STATED TASK -> How many lines in the rows below contain the string "tabletop"? Reply with the number alone.

Contour labeling entries:
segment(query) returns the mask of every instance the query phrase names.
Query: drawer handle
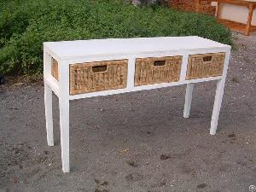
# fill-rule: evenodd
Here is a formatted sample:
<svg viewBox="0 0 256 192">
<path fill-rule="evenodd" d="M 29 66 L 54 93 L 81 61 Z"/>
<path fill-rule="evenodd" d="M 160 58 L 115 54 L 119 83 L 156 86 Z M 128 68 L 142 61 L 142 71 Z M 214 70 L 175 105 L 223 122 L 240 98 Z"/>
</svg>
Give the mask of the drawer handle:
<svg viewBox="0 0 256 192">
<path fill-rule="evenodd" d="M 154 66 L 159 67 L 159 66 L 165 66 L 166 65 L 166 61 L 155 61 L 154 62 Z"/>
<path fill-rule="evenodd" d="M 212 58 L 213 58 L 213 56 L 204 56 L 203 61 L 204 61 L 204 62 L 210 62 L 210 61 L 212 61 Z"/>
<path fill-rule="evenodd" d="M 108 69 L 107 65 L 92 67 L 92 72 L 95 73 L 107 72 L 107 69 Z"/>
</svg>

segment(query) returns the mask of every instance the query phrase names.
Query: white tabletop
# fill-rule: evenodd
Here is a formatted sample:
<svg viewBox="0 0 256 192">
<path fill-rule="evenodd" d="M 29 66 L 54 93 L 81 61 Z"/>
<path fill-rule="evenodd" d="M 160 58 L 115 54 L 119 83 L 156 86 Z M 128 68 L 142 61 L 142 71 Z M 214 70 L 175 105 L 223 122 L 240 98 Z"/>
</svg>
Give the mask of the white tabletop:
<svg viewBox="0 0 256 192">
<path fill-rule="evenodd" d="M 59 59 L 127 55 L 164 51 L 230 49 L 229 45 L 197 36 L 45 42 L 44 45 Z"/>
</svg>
* * *
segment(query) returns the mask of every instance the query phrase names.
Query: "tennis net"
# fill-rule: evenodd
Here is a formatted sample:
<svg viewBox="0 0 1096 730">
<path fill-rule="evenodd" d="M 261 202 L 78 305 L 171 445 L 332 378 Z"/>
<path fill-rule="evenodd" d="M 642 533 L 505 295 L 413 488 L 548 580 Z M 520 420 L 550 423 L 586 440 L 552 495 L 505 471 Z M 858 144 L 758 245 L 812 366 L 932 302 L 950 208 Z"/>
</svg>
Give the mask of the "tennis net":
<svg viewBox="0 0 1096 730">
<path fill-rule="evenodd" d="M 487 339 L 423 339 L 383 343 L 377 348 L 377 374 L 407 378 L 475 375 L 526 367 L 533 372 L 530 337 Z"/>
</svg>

SOLUTION -> 2